Testing Faith

At 40+ I consider myself an “old” programmer although it feels better to just think of myself as “old-school”. Its an interesting ride because I go back and forth between feeling like I have seen all the things come around 100 times and thinking there is so much new stuff I will never be able to keep up. For example, I have seen people make the mistake of thinking portability has something to do with programming languages instead of realizing its about platforms probably 100 times, but spending too much working on videogames made me miss the whole foundation of web programming and I still feel behind the curve.

One thing that seems to be new in recent years is the religious fervor about testing. Before I say more, I should point out that I think testing is good. More testing is better etc. etc. Testing isn’t new but this view of unit test suites as a panacea for all ills does seem to be new and in my view potentially dangerous.

I first starting thinking about this when I started reading all the discussion about how Unit Testing is better than strong typing. You know how it goes. Strong typing is for small minded cretins who can’t even trust themselves, and besides what matters is having good unit tests. Type checking is nothing more than a pathetically weak test suite. Oh well um whatever. The correct answer about typing is to make it optional. Python is moving this direction. Its a shame that C++ choose to instead inflict templates on us all but none of this has anything to do with unit testing. We need to test programs because people make mistakes even if they are using a language that has closures, lambdas, and currying.

- [Data section]

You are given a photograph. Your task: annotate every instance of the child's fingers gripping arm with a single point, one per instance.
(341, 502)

- [What you have to do]
Answer these about the testing essay:
1. What does the writer say portability is really about, rather than programming languages?
2. What made the writer miss the whole foundation of web programming?
3. What does the writer call the correct answer about typing?

- [Solution for this task]
1. Platforms.
2. Spending too much time working on videogames.
3. Making it optional.